** 文档节选 **
━━━━━━━━━━

溯源探本：一个用于追踪后训练大语言模型数据谱系的多智能体框架

摘要

后训练数据在塑造大语言模型能力方面具有关键作用，但数据集常被视作孤立产物，忽略了其演进过程中的系统性关联。为解析这些复杂关系，我们将数据谱系概念引入LLM生态系统，并提出一种自动化多智能体框架来重构数据集发展的演化图谱。通过大规模谱系分析，我们揭示了领域特定的结构模式，例如数学导向数据集中的纵向精细化与通用领域语料库中的横向聚合化。更重要的是，我们发现了普遍存在的系统性问题，包括由隐式数据集交叉引发的结构冗余，以及基准污染沿谱系路径的传播现象。为验证谱系分析在数据构建中的实用价值，我们利用重构的谱系图创建了面向多样性的谱系感知数据集。通过将指令采样锚定于上游根源，该方法有效缓解了下游同质化和隐性冗余问题，生成更具多样性的后训练语料。我们进一步证明，针对大规模数据生态系统，以谱系为核心的分析可成为样本级数据集对比的高效稳健拓扑替代方案。通过将数据构建建立在显性谱系结构之上，本研究推动后训练数据管理迈向更系统化、可控化的新范式。

English

Post-training data plays a pivotal role in shaping the capabilities of Large Language Models (LLMs), yet datasets are often treated as isolated artifacts, overlooking the systemic connections that underlie their evolution. To disentangle these complex relationships, we introduce the concept of data lineage to the LLM ecosystem and propose an automated multi-agent framework to reconstruct the evolutionary graph of dataset development. Through large-scale lineage analysis, we characterize domain-specific structural patterns, such as vertical refinement in math-oriented datasets and horizontal aggregation in general-domain corpora. Moreover, we uncover pervasive systemic issues, including structural redundancy induced by implicit dataset intersections and the propagation of benchmark contamination along lineage paths. To demonstrate the practical value of lineage analysis for data construction, we leverage the reconstructed lineage graph to create a lineage-aware diversity-oriented dataset. By anchoring instruction sampling at upstream root sources, this approach mitigates downstream homogenization and hidden redundancy, yielding a more diverse post-training corpus. We further highlight lineage-centric analysis as an efficient and robust topological alternative to sample-level dataset comparison for large-scale data ecosystems. By grounding data construction in explicit lineage structures, our work advances post-training data curation toward a more systematic and controllable paradigm.

━━━━━━━━━━

** 待解决问题 **
(1) 根据这篇摘要，数学导向的数据集表现出哪种结构模式？
(2) 请从这篇摘要中一字不差地抄写从“溯源探本：一个用于追踪后训练大语言模型数据谱系的多智能体框架”到“向更系统化、可控化的新范式。”的内容，首尾两处都要包括在内。
这些记录是与摘要无关的独立材料。

━━━━━━━━━━

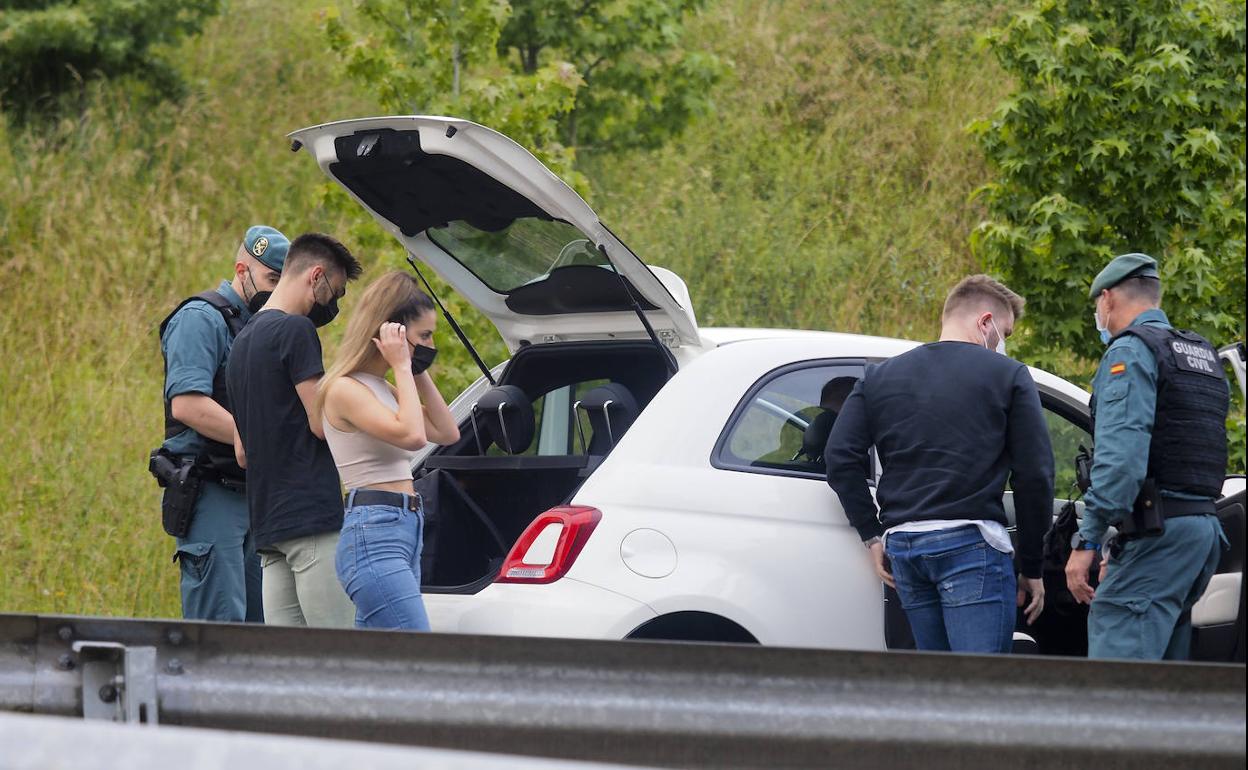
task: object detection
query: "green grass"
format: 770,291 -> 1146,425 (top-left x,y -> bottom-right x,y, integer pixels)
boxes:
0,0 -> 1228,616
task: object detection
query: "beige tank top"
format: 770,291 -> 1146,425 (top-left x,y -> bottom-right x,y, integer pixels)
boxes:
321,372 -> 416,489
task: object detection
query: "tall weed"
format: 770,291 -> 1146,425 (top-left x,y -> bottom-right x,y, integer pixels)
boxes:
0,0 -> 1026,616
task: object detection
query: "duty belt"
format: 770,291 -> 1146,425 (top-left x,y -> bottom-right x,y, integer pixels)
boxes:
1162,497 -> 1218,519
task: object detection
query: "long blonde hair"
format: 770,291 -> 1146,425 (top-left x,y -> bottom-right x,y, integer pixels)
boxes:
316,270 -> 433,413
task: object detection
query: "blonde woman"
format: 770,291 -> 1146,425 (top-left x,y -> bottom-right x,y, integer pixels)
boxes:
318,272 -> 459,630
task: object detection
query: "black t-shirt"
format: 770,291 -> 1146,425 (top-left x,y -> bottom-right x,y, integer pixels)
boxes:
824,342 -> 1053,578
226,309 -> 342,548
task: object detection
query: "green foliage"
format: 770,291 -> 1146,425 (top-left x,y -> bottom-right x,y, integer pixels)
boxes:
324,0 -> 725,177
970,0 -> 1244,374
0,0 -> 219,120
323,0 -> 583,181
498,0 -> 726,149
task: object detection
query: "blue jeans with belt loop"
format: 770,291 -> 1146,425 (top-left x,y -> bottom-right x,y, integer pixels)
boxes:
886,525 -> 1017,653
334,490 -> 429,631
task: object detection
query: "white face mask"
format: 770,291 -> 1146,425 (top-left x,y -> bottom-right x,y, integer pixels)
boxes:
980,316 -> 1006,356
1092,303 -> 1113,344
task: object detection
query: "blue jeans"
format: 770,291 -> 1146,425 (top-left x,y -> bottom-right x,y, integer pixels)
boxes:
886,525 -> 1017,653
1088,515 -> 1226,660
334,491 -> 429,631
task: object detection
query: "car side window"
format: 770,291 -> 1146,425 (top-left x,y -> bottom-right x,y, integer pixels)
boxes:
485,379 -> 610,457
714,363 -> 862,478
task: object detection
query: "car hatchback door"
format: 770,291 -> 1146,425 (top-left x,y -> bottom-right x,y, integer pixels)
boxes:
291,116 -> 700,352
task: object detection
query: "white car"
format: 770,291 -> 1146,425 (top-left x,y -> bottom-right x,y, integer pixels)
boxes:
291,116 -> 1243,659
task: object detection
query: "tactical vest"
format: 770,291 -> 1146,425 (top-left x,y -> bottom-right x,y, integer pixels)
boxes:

━━━━━━━━━━

** 依次作答 **
(1) 纵向精细化。

(2)
溯源探本：一个用于追踪后训练大语言模型数据谱系的多智能体框架

摘要

后训练数据在塑造大语言模型能力方面具有关键作用，但数据集常被视作孤立产物，忽略了其演进过程中的系统性关联。为解析这些复杂关系，我们将数据谱系概念引入LLM生态系统，并提出一种自动化多智能体框架来重构数据集发展的演化图谱。通过大规模谱系分析，我们揭示了领域特定的结构模式，例如数学导向数据集中的纵向精细化与通用领域语料库中的横向聚合化。更重要的是，我们发现了普遍存在的系统性问题，包括由隐式数据集交叉引发的结构冗余，以及基准污染沿谱系路径的传播现象。为验证谱系分析在数据构建中的实用价值，我们利用重构的谱系图创建了面向多样性的谱系感知数据集。通过将指令采样锚定于上游根源，该方法有效缓解了下游同质化和隐性冗余问题，生成更具多样性的后训练语料。我们进一步证明，针对大规模数据生态系统，以谱系为核心的分析可成为样本级数据集对比的高效稳健拓扑替代方案。通过将数据构建建立在显性谱系结构之上，本研究推动后训练数据管理迈向更系统化、可控化的新范式。